| EXTRAIT À LIRE |
Une diplomatie aussi indécise que la situation internationale

Pour le premier anniversaire de son arrivée au Quai d’Orsay, Laurent Fabius a accordé un entretien au journal Le Monde, dans lequel il trace les grandes lignes de la politique étrangère sous François Hollande. « Nous visons une période d’hésitation stratégique », dit-il ; et en effet, les premiers pas diplomatiques du président socialiste reflètent cette hésitation.

La politique internationale n’était pas le fort de François Hollande quand il était premier secrétaire du Parti socialiste. Elle ne l’intéressait pas particulièrement et même ses contacts avec les autres partis socialistes en Europe et dans le monde étaient réduits au strict minimum. Ses adversaires politiques se gaussaient par exemple du fait qu’il n’ait jamais mis les pieds en Chine avant d’entrer à l’Elysée, alors que pour beaucoup d’entre eux c’était en quelque sorte un passage obligé pour acquérir une stature internationale. François Hollande ne peut pas se targuer d’avoir comblé cette lacune en faisant une visite officielle de 37 heures à Pékin !

C’est pourtant dans ce domaine de la politique internationale que le nouveau président de la République a marqué de son sceau la première année de son mandat. Même l’opposition de droite lui rend cette justice. François Hollande a pris une décision courageuse en envoyant les forces françaises combattre au Mali les terroristes islamistes qui menaçaient de s’emparer de tout le pays. L’opération, qui n’est pas terminée, a été un succès. Il reste à consolider la victoire militaire par un règlement politique des tensions persistantes entre le sud et le nord maliens. Quant à la sécurité, elle devrait être assurée par une force internationale sous la tutelle de l’ONU.

La France n’a pas vocation à rester au Mali, répètent les dirigeants français. Il n’en demeure pas moins que « l’opération Serval » a braqué de nouveau le projecteur sur cette « Françafrique » que François Hollande avait promis de saborder. Comme François Mitterrand, Lionel Jospin et même Nicolas Sarkozy, en leur temps, le chef de l’Etat s’était engagé à renouveler les relations avec les pays africains sur une base d’égalité et de dignité, en dehors des intrigues de réseaux qui les caractérisent depuis les années 1960. Comme par le passé, ces bonnes intentions ont fait long feu. Les exigences stratégiques, sans parler des intérêts économiques, ont vite repris le dessus. Il est difficile de compter sur le Tchad pour seconder les soldats français au Mali et de critiquer dans le même temps le président tchadien pour sa pratique contestable des droits de l’homme. De même pour le Cameroun, quand des Français sont pris en otages, ou pour le Congo quand on compte sur lui pour stabiliser la situation dans la République centrafricaine voisine.

| TRAVAIL DEMANDÉ |
Rédigez la suite de l'article sur la politique étrangère de François Hollande, en reprenant après sa dernière phrase. Les lignes qui suivent constituent un matériau distinct de l'article sur la politique étrangère de François Hollande.

| DONNÉES RECUEILLIES |
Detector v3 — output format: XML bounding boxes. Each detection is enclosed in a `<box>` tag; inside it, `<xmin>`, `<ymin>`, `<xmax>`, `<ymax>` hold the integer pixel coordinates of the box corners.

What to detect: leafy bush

| RÉPONSE AU PROBLÈME |
La tragédie syrienne

Hésitation et perplexité encore en Syrie. Dès son arrivée au pouvoir, François Hollande a donné l’impression de vouloir mener une politique active vis-à-vis du conflit syrien, comme son prédécesseur avait été en pointe dans la guerre civile en Libye. Il a été le premier à reconnaître le Conseil national syrien, alors même que celui-ci ne représentait pas toutes les composantes de l’opposition au régime de Bachar el-Assad et il a poussé ses partenaires américains et européens à suivre son exemple. Dans les derniers mois, il était, avec le Premier ministre David Cameron, un des partisans les plus déterminés de la levée de l’embargo sur les livraisons d’armes aux rebelles syriens. Il n’était pas le dernier à regretter la prudence de Barack Obama sur ce dossier.

Depuis la diplomatie française a pris acte de la radicalisation des groupes d’opposition et se montre plus prudente sur des livraisons d’armes qui pourraient, comme le dit Laurent Fabius, « tomber dans les mains du régime ou de mouvements terroristes ». Elle appuie la proposition américano-russe de nouvelle conférence internationale sur la Syrie qui permettrait à l’opposition et à des représentants du régime de Damas de nouer un dialogue et il n’est plus question d’exiger le départ de Bachar el-Assad comme préalable à une solution politique. La guerre en Syrie a fait plus de 70 000 morts et des millions de déplacés. Dans ces conditions il n’est pas illégitime de chercher un compromis susceptible de mettre fin au carnage. Mais l’impuissance occidentale actuelle redonne de l’espace à la diplomatie russe pour le plus grand bénéfice de tous les régimes autoritaires de la planète.

Prudence de Moscou à Pékin

A propos de régimes autoritaires, les prestations de François Hollande lors de ses voyages officiels à Moscou et à Pékin ne laisseront pas une impression impérissable. Business as usual, pourrait-on dire, alors que la France a besoin des soutiens russe et chinois au Conseil de sécurité de l’ONU pour sa politique au Mali. Les droits de l’homme ont été évoqués, s’ils l’ont été, dans la plus parfaite discrétion diplomatique. François Hollande a même été jusqu’à déclarer à Moscou qu’il devait s’informer avant de prendre position, comme si la dérive autoritaire du régime de Poutine était une question académique.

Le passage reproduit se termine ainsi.